● GIVEN TASK:
Please reproduce every line of the records below, character for character.

— START OF MATERIAL SUPPLIED —

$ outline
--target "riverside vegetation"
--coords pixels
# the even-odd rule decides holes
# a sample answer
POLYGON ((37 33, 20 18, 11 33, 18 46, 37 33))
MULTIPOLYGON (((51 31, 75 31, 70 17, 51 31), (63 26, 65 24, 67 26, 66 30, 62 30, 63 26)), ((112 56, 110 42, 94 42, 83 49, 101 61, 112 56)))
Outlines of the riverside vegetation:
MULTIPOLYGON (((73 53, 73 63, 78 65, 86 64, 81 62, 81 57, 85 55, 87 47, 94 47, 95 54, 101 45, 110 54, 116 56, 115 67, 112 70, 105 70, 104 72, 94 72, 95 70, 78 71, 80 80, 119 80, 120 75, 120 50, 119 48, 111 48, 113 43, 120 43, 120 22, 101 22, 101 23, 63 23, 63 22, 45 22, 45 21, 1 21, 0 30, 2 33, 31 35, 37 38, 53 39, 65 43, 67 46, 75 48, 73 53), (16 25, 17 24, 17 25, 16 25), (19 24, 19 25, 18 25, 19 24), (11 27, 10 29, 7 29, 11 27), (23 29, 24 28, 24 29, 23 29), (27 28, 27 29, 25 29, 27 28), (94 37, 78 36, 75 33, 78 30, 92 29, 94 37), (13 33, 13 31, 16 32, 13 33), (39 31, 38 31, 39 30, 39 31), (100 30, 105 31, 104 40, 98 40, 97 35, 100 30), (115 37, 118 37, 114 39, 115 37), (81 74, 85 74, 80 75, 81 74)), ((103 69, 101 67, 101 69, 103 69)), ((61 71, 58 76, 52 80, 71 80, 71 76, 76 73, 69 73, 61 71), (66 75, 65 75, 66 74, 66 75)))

— END OF MATERIAL SUPPLIED —

● TASK OUTPUT:
$ outline
--target "riverside vegetation"
--coords pixels
# the even-odd rule decides holes
# a sample answer
POLYGON ((37 33, 20 18, 11 33, 18 46, 37 33))
MULTIPOLYGON (((51 31, 75 31, 70 17, 51 31), (63 26, 65 24, 67 26, 66 30, 62 30, 63 26)), ((112 56, 110 42, 94 42, 83 49, 101 61, 112 56)))
Outlines of the riverside vegetation:
MULTIPOLYGON (((73 53, 73 63, 78 65, 86 64, 81 62, 81 57, 85 55, 87 47, 94 47, 95 54, 101 45, 110 54, 116 56, 115 67, 112 70, 105 70, 104 72, 94 72, 95 70, 78 71, 80 80, 119 80, 120 75, 120 50, 119 48, 111 48, 113 43, 120 43, 120 22, 101 22, 101 23, 63 23, 63 22, 45 22, 45 21, 1 21, 0 30, 2 33, 31 35, 37 38, 53 39, 65 43, 67 46, 75 48, 73 53), (16 25, 17 24, 17 25, 16 25), (19 24, 19 25, 18 25, 19 24), (11 27, 10 29, 7 29, 11 27), (23 29, 24 28, 24 29, 23 29), (27 28, 27 29, 25 29, 27 28), (94 37, 78 36, 75 33, 78 30, 92 29, 94 37), (13 33, 13 31, 16 32, 13 33), (39 31, 38 31, 39 30, 39 31), (100 30, 105 31, 104 40, 98 40, 97 35, 100 30), (115 37, 118 37, 114 39, 115 37), (81 74, 85 74, 80 75, 81 74)), ((103 69, 101 67, 101 69, 103 69)), ((61 71, 58 76, 52 80, 71 80, 71 76, 76 73, 69 73, 61 71), (66 75, 65 75, 66 74, 66 75)))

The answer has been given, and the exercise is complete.